Reading text:
----------------------------------------

# ELECTRIC COOLING FAN WIRING ?



## HydroCutlass86

i bought a 16'' chrome electric cooling fan from ebay it came with the relay and temperature switch and didn't come with no wiring diagram...i tryed wiring it one way and it never kicked on the way i wired it anyone have any idea on the correct way to wire it ? on the relay looks to be 2 red hot wires and ground...and the temp switch is just one prong


----------



## buick_82

dude tell u the truth just rig it up and get a switch so when ever u crank the car up hit the switch when ur drivin that all i know that how i have mine but mine diffrent one i order from ebay!


----------



## HydroCutlass86

your the second one to tell me that too,lol looks like what i might have to do unless the third person tells me the correct way


----------



## Oldskool Art

Well homie, you're in luck. Here's the correct way to connect it so it will work automatically. A switch is ok, but you only want your fan on when your engine reaches optimal heat range. Get a notepad n pen homie. I run my dual electric fans this way.
Look at your relay and notice it has numbers next to each tab.so connect as follows
#87 Power from battery (use an 8 gauge wire)
#30 Connect to positive fan wire (use 8 gauge wire)
#86 Connect either wire from temp sending unit
#85 Connect either wire from temp sending unit
Then start your car and watch to see that fan comes on around 185 degrees.
Also, make sure if fan is behind radiator, that it is pulling air. If it's in front of radiator (between grill and radiator) then you'll want to reverse the positive wire and ground wire on fan. Then you'll be cool


----------



## buick_82

now that the right way to doin it homie now ima rewire mine and do it that way! :thumbsup:


----------



## sickthree

> _Originally posted by Oldskool Art_@Jun 13 2009, 02:01 AM~14177754
> *Well homie, you're in luck. Here's the correct way to connect it so it will work automatically. A switch is ok, but you only want your fan on when your engine reaches optimal heat range. Get a notepad n pen homie. I run my dual electric fans this way.
> Look at your relay and notice it has numbers next to each tab.so connect as follows
> #87 Power from battery (use an 8 gauge wire)
> #30 Connect to positive fan wire (use 8 gauge wire)
> #86 Connect either wire from temp sending unit
> #85 Connect either wire from temp sending unit
> Then start your car and watch to see that fan comes on around 185 degrees.

----------------------------------------

Excerpted data:
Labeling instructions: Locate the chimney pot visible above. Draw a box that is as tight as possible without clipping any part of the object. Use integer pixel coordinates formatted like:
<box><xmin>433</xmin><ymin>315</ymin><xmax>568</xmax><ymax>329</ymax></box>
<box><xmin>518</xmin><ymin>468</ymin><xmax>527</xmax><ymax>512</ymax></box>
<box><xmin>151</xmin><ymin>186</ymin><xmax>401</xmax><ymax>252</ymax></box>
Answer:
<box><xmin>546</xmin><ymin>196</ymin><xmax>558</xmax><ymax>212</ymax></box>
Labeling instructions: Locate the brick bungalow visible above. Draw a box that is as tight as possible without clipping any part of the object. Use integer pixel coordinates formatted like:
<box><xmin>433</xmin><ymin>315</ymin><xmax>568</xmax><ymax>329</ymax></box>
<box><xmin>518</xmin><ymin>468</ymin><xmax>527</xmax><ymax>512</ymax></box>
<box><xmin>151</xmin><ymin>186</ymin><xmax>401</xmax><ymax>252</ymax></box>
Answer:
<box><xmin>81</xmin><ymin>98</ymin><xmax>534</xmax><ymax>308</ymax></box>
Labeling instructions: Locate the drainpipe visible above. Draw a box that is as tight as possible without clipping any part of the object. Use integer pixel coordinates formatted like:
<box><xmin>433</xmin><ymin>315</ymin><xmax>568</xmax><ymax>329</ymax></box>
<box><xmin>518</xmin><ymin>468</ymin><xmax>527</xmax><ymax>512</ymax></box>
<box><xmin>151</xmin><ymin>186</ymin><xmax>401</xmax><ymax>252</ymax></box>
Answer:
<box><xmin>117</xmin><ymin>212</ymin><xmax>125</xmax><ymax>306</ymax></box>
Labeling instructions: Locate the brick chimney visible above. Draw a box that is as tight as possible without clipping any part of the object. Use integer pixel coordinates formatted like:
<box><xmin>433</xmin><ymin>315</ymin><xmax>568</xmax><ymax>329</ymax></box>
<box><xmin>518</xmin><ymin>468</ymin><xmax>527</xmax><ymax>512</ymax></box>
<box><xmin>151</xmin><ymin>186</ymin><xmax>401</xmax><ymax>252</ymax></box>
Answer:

----------------------------------------

Brief 1:
Answer these questions from the cooling fan wiring thread:
(a) What size fan did HydroCutlass86 buy?
(b) Which relay terminal goes to the positive fan wire?
(c) At about what temperature should the fan come on?
Brief 2: Rewrite the cooling fan wiring thread from "i bought a 16''" through "order from ebay!", replacing "ebay" with "Craigslist" each time it occurs.
Brief 3: Pick up the cooling fan wiring thread after its last line and write what comes next.

Task response 1:
(a) 16 inches
(b) #30
(c) Around 185 degrees

Task response 2:
i bought a 16'' chrome electric cooling fan from Craigslist it came with the relay and temperature switch and didn't come with no wiring diagram...i tryed wiring it one way and it never kicked on the way i wired it anyone have any idea on the correct way to wire it ? on the relay looks to be 2 red hot wires and ground...and the temp switch is just one prong


----------



## buick_82

dude tell u the truth just rig it up and get a switch so when ever u crank the car up hit the switch when ur drivin that all i know that how i have mine but mine diffrent one i order from Craigslist!

Task response 3:
> Also, make sure if fan is behind radiator, that it is pulling air. If it's in front of radiator (between grill and radiator) then you'll want to reverse the positive wire and ground wire on fan. Then you'll be cool
> *


----------



## HydroCutlass86

> _Originally posted by Oldskool Art_@Jun 13 2009, 03:01 AM~14177754
> *Well homie, you're in luck. Here's the correct way to connect it so it will work automatically. A switch is ok, but you only want your fan on when your engine reaches optimal heat range. Get a notepad n pen homie. I run my dual electric fans this way.
> Look at your relay and notice it has numbers next to each tab.so connect as follows
> #87 Power from battery (use an 8 gauge wire)
> #30 Connect to positive fan wire (use 8 gauge wire)
> #86 Connect either wire from temp sending unit
> #85 Connect either wire from temp sending unit
> Then start your car and watch to see that fan comes on around 185 degrees.
> Also, make sure if fan is behind radiator, that it is pulling air. If it's in front of radiator (between grill and radiator) then you'll want to reverse the positive wire and ground wire on fan. Then you'll be cool
> *



right on i am going to try it out i will post back up and let you know if that works or not....thanks


----------



## CoupeDTS

THere is a right way to do em like the man posted but Ive done it before and the fans never turned on, either bad sensor or relay or whatever, ended up just doin a switch too.


----------



## HydroCutlass86

wired it up that way will post up and let yall know later if that way worked  too late to run it right now


----------



## HydroCutlass86

never came on


----------



## kandylac

#85 ignition power, key on only (+)

#86 thermal switch, temp. switch that screws into the cooling system (-)

#87 power from the battery fused (+)

#30 cooling fan positive power feed (+)

This is how I've done them in the past.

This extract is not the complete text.